**REQUIRED ACTION A:** Sum up the article below about Innovafeed's funding in two sentences.
**REQUIRED ACTION B:** Put this sentence from the Innovafeed article below into Spanish: "This fly is commonly found in Europe and considered extremely adaptable, for its ability to eat any kind of waste food."
**REQUIRED ACTION C:** In the Innovafeed article below, how much has the French rival Ÿnsect raised so far?

**PAGE EXCERPT:**

=-=-=

September 20, 2022

Innovafeed becomes world’s biggest bug business with fresh $260m raise

French company grows extra legs with planned US and Asia expansion; Qatar’s sovereign wealth fund leads Series D round

Éanna Kelly

3 min read

Innovafeed cofounders Bastien Oggeri, Aude Guo & Clément Ray. Source: Innovafeed

Innovafeed, a French startup that breeds insects to feed animals, has become the world’s best-financed insect-farming business after announcing a fresh $260m investment. 

The Series D raise, the largest ever agritech investment round outside the US, takes the company to $470m worth of financing to date, edging it ahead of French rival Ÿnsect, which has so far raised around $425m.

The round, led by Qatar Investment Authority, also sees contributions from existing investors, Paris-based Creadev and Singapore state-owned fund, Temasek, alongside global agricultural commodity traders ADM and Cargill. 


Innovafeed’s money will go into building insect farms in the US and Asia, with the company targeting up to 20 sites, cofounder Bastien Oggeri tells Sifted. 

Created in 2016, Innovafeed operates two plants in northern France that convert the larvae of the black soldier fly into thousands of tonnes of insect oil and meal for pets, fish, chickens and pigs. This fly is commonly found in Europe and considered extremely adaptable, for its ability to eat any kind of waste food. 

The company, in the process of establishing a facility at a corn-processing site in the US, says it has signed contracts worth more than €1bn over the next 10 years.

=-=-=

**GIVEN INFORMATION:**
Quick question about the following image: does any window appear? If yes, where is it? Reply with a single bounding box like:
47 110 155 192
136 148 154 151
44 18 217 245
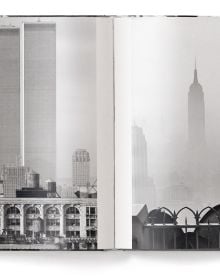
66 207 79 215
86 230 96 238
66 230 80 237
6 206 20 215
47 207 60 215
26 207 40 214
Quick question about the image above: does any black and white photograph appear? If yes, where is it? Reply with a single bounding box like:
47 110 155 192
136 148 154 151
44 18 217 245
0 16 97 250
131 17 220 250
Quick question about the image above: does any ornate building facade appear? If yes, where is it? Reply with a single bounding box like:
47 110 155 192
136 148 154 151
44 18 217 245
0 198 97 249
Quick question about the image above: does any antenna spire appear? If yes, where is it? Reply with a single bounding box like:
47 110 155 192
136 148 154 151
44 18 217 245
193 57 198 84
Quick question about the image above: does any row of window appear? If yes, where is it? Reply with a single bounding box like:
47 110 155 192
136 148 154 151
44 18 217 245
4 229 97 238
6 206 96 215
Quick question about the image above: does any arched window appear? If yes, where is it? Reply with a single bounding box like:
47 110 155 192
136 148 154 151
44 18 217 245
26 207 40 214
66 206 79 215
47 207 60 215
6 206 20 215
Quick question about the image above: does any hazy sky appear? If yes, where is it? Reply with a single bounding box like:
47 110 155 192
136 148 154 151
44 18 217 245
0 17 96 183
132 17 220 186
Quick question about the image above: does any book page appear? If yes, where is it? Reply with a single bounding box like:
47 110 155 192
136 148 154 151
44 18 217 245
114 17 132 249
0 17 114 251
116 17 220 250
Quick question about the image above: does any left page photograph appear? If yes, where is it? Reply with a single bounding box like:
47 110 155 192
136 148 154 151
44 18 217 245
0 17 114 250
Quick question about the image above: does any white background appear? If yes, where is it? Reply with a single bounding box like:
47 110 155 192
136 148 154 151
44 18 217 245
0 0 220 280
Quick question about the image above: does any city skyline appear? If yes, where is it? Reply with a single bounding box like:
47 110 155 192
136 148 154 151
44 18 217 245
0 17 96 184
132 17 220 209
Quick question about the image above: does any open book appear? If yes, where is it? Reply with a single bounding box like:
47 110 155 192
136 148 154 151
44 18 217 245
0 16 220 250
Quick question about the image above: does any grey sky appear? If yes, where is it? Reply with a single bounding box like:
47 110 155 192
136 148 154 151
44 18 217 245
132 17 220 188
0 17 96 183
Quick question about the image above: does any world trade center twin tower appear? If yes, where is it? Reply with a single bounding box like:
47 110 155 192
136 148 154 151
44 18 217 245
0 22 56 184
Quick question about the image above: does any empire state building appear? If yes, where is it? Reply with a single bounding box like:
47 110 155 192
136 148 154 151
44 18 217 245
188 61 207 201
188 62 205 149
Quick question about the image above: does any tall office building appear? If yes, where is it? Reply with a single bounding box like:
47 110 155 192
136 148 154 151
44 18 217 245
188 62 205 149
187 65 208 199
132 125 156 209
1 166 30 197
0 27 20 167
72 149 90 187
23 23 56 182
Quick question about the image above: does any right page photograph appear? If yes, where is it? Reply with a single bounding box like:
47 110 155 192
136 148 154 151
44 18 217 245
131 17 220 250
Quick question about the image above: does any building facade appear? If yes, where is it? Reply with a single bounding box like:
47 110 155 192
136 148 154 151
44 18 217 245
1 166 30 197
0 26 20 167
0 198 97 249
72 149 90 187
23 23 56 185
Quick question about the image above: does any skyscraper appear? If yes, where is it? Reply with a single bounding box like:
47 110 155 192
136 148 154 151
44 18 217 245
72 149 90 187
0 27 20 167
1 166 30 197
23 23 56 181
132 125 156 209
188 62 205 149
188 62 208 200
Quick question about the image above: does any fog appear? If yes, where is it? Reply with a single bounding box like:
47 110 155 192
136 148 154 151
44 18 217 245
131 17 220 208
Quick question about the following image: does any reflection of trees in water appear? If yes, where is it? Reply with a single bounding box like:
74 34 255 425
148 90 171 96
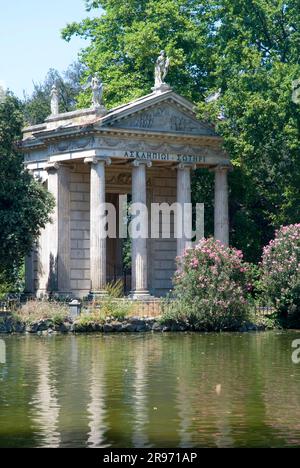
0 333 300 447
87 340 107 448
257 332 300 447
30 340 60 448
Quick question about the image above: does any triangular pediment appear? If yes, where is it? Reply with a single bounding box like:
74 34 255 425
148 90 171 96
102 90 216 136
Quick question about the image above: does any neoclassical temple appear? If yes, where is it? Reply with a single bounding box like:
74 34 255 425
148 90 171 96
22 63 231 299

=-=-=

**RESPONSE AREA A:** Innovafeed, a French startup that breeds insects to feed animals, has become the world's best-financed insect-farming business after a $260m Series D round led by Qatar Investment Authority, bringing its total financing to $470m. The company will use the money to build insect farms in the US and Asia, targeting up to 20 sites.

**RESPONSE AREA B:** Esta mosca se encuentra comúnmente en Europa y se considera extremadamente adaptable, por su capacidad de comer cualquier tipo de desperdicio de comida.

**RESPONSE AREA C:** Around $425m.